GIVEN TASK
Set down the whole listing verbatim.

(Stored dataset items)
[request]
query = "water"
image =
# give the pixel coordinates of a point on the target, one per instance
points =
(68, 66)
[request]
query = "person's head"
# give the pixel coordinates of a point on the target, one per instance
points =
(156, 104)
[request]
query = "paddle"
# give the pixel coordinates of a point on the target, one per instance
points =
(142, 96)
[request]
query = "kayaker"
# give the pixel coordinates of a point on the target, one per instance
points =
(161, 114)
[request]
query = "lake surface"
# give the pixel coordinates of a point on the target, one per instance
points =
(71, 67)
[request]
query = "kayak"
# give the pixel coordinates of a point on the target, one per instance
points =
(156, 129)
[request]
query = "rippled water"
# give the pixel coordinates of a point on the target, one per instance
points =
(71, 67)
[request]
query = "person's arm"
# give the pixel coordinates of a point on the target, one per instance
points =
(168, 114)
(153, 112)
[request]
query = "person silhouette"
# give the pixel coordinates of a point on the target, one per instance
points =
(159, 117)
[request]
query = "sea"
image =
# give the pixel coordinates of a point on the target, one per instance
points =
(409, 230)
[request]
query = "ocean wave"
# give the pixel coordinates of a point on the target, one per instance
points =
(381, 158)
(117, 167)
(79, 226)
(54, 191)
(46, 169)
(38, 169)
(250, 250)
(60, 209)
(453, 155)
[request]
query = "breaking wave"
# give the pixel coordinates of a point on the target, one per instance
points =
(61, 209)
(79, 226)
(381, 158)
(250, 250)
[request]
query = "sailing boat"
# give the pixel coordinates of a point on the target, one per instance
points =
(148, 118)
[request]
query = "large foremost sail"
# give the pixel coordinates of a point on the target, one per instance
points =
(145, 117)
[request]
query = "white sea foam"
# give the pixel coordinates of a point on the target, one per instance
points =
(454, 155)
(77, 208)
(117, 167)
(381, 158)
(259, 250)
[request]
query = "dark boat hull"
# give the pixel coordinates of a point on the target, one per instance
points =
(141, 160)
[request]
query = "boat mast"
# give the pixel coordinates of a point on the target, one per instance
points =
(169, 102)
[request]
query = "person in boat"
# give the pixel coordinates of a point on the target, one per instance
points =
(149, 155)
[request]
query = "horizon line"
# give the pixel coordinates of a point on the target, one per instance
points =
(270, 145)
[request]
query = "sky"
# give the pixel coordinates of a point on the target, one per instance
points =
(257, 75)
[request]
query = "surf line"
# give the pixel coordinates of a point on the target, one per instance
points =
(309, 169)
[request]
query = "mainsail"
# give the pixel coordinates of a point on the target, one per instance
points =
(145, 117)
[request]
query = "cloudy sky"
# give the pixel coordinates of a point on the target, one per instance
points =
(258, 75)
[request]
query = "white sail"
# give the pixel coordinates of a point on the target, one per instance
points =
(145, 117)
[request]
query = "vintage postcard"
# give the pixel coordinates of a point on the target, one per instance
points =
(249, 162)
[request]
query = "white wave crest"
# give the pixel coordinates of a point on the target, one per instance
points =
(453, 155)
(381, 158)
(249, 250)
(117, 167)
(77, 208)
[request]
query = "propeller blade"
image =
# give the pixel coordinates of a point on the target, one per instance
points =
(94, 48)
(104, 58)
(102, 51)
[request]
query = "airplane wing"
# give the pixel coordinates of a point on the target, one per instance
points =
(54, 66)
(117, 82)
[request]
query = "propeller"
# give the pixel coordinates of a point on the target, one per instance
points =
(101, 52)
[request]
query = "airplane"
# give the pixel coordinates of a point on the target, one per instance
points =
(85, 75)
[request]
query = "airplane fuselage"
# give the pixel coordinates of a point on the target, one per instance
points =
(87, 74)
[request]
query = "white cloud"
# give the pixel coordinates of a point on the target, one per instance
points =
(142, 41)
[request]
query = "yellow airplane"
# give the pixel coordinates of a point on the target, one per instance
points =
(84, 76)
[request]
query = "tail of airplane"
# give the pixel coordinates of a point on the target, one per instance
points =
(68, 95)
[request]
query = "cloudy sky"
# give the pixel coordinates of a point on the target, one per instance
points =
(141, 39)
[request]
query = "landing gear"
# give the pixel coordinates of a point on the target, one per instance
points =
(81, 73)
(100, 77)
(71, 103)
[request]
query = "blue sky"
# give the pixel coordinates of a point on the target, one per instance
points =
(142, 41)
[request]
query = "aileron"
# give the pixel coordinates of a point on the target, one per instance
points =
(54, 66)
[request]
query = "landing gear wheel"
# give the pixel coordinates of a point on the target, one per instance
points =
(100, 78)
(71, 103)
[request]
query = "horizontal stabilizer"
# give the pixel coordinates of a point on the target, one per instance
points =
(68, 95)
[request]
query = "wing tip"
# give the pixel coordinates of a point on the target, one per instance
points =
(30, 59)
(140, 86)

CORRECT OUTPUT
[request]
query = "water"
image =
# give the pixel coordinates of a point on the target, one per instance
points =
(68, 66)
[request]
query = "person's head"
# give the pixel coordinates of a point on the target, one per instance
points =
(156, 104)
[request]
query = "paddle"
# give the pixel coordinates of a point on the target, one per instance
points =
(142, 96)
[request]
query = "kayaker"
# give the pixel coordinates of a point on the target, one per instance
points =
(161, 114)
[request]
query = "lake surface"
# give the pixel coordinates of a point on the target, one per instance
points =
(71, 67)
[request]
query = "kayak"
# give the pixel coordinates of a point on the target, one per instance
points =
(156, 129)
[request]
query = "rippled water"
# give the pixel coordinates of a point on the target, one per instance
points =
(71, 67)
[request]
query = "person's arm"
# give the pixel coordinates of a point on the target, one per instance
points =
(168, 114)
(153, 112)
[request]
query = "person silhouette"
# give the pixel coordinates of a point on the target, one per instance
points =
(159, 117)
[request]
query = "sea"
image =
# give the pixel coordinates of a point on the target, one per instance
points =
(409, 230)
[request]
query = "ocean wave"
# give the pixel coordinates of a point on the target, one per instance
points =
(381, 158)
(117, 167)
(79, 226)
(54, 191)
(46, 169)
(38, 169)
(250, 250)
(60, 209)
(453, 155)
[request]
query = "breaking wave"
# give the pixel coordinates of a point on the target, one per instance
points =
(61, 209)
(79, 226)
(381, 158)
(250, 250)
[request]
query = "sailing boat"
# give the pixel coordinates of a point on the target, one per instance
points =
(148, 118)
[request]
query = "large foremost sail"
# give the pixel coordinates of a point on the target, one per instance
points =
(145, 117)
[request]
query = "white sea foam"
# give the pixel coordinates of a point on the target, one per instance
points =
(454, 155)
(77, 208)
(117, 167)
(381, 158)
(259, 250)
[request]
query = "dark boat hull"
# give the pixel coordinates of a point on the target, one per instance
points =
(141, 160)
[request]
query = "boat mast"
# give the pixel coordinates of a point on the target, one per instance
points =
(169, 102)
[request]
query = "person in boat"
# give the pixel coordinates of a point on the target, one per instance
points =
(149, 155)
[request]
query = "horizon line"
# give the pixel coordinates of a point on the target, one per instance
points =
(270, 145)
[request]
query = "sky"
# give the pixel coordinates of a point on the target, one per instance
points =
(257, 75)
[request]
query = "surf line"
# give the pixel coordinates of a point on the target, one per instance
points =
(309, 169)
[request]
query = "mainsail"
# give the pixel coordinates of a point on the target, one per instance
points =
(145, 117)
[request]
query = "cloudy sky"
# give the pixel coordinates of a point on the target, one per instance
points =
(258, 75)
[request]
query = "white sail"
# give the pixel coordinates of a point on the target, one per instance
points =
(145, 117)
[request]
query = "vintage postcard"
# give the pixel coordinates of a point on the target, one per instance
points =
(249, 162)
[request]
query = "white wave crest"
# give the pixel coordinates of a point on the target, one per instance
points =
(453, 155)
(381, 158)
(249, 250)
(117, 167)
(77, 208)
[request]
query = "propeller blade"
image =
# give the pixel coordinates of a point on the target, one per instance
points =
(94, 48)
(104, 58)
(102, 51)
[request]
query = "airplane wing"
# give the pixel coordinates of a point on the target, one per instance
points =
(54, 66)
(117, 82)
[request]
query = "propeller"
# give the pixel coordinates of a point on the target, one per instance
points =
(101, 52)
[request]
query = "airplane"
# give the pixel coordinates of a point on the target, one per instance
points =
(85, 75)
[request]
query = "airplane fuselage"
# give the pixel coordinates of a point on the target, one per instance
points =
(87, 74)
[request]
query = "white cloud"
# give the pixel coordinates of a point on the target, one per instance
points =
(142, 41)
[request]
query = "yellow airplane"
# give the pixel coordinates of a point on the target, one per instance
points =
(84, 76)
[request]
query = "tail of airplane"
# give the pixel coordinates of a point on the target, one per instance
points =
(68, 95)
[request]
query = "cloudy sky"
# give the pixel coordinates of a point on the target, one per instance
points =
(141, 39)
[request]
query = "landing gear"
# give the pixel coordinates of a point on the target, one per instance
points =
(81, 73)
(100, 77)
(71, 103)
[request]
query = "blue sky"
# give the pixel coordinates of a point on the target, one per instance
points =
(142, 41)
[request]
query = "aileron"
# give the pixel coordinates of a point on the target, one per instance
points =
(54, 66)
[request]
query = "landing gear wheel"
# give the pixel coordinates of a point on the target, one per instance
points =
(100, 78)
(71, 103)
[request]
query = "horizontal stabilizer"
# give the pixel coordinates of a point on the target, one per instance
points =
(68, 95)
[request]
query = "wing tip"
# give the pixel coordinates of a point on the target, one per instance
points =
(30, 59)
(140, 86)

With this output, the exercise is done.